Dataset rows:
····················
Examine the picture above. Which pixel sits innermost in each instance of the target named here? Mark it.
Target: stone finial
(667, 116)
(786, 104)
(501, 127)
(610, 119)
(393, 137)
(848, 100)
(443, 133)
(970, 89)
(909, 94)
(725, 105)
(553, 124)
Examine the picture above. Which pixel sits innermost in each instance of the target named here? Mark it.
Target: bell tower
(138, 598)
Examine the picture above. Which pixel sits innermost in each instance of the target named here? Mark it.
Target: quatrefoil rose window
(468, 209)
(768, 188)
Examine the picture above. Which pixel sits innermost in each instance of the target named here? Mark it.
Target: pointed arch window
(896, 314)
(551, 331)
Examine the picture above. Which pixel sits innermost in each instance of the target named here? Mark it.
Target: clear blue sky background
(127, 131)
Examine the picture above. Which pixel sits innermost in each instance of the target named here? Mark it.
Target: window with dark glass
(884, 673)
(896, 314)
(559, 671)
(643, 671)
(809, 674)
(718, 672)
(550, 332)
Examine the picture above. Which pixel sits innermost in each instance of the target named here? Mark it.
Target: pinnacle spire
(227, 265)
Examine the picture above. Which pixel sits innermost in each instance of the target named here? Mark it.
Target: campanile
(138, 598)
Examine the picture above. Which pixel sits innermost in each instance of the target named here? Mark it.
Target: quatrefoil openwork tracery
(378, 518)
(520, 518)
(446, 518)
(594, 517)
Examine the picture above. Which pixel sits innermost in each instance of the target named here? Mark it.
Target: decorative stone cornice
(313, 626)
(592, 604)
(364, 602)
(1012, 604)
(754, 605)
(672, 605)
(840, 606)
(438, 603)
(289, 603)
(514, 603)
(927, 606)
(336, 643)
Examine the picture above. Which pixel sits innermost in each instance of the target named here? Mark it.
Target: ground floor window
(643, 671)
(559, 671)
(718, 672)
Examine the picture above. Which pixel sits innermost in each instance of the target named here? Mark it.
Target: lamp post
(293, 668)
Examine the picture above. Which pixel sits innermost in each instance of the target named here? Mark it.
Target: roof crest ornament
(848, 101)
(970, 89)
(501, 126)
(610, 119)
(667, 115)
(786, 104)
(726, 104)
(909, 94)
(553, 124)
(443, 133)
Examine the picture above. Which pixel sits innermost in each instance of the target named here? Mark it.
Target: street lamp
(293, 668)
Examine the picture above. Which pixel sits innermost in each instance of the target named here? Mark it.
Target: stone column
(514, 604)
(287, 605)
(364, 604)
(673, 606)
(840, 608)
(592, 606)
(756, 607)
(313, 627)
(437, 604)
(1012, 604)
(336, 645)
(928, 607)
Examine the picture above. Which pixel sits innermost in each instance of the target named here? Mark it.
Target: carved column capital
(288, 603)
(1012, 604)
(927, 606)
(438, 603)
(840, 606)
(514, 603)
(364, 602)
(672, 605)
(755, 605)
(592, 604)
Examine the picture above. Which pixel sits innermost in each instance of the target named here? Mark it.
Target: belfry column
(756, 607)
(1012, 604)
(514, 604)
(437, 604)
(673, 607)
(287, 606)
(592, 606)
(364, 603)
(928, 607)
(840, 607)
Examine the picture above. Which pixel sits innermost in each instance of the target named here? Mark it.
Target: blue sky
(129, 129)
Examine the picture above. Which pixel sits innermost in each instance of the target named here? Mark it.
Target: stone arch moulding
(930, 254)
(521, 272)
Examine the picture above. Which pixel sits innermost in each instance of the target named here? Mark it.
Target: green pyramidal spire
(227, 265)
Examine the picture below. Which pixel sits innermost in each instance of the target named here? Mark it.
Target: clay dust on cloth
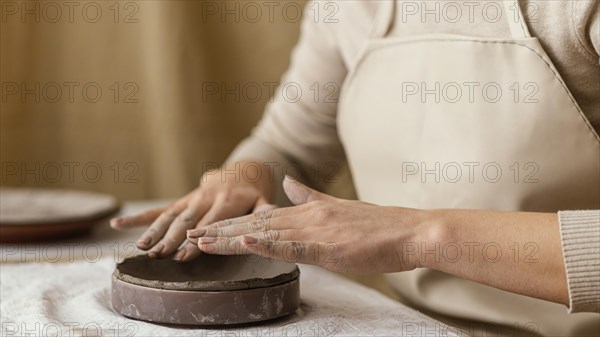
····················
→ THE REQUEST
Pick out every line in the entries above that contains the string "arch", and copy each such line in full.

→ WRITTEN RESPONSE
Target: pointed arch window
Target: stone arch moulding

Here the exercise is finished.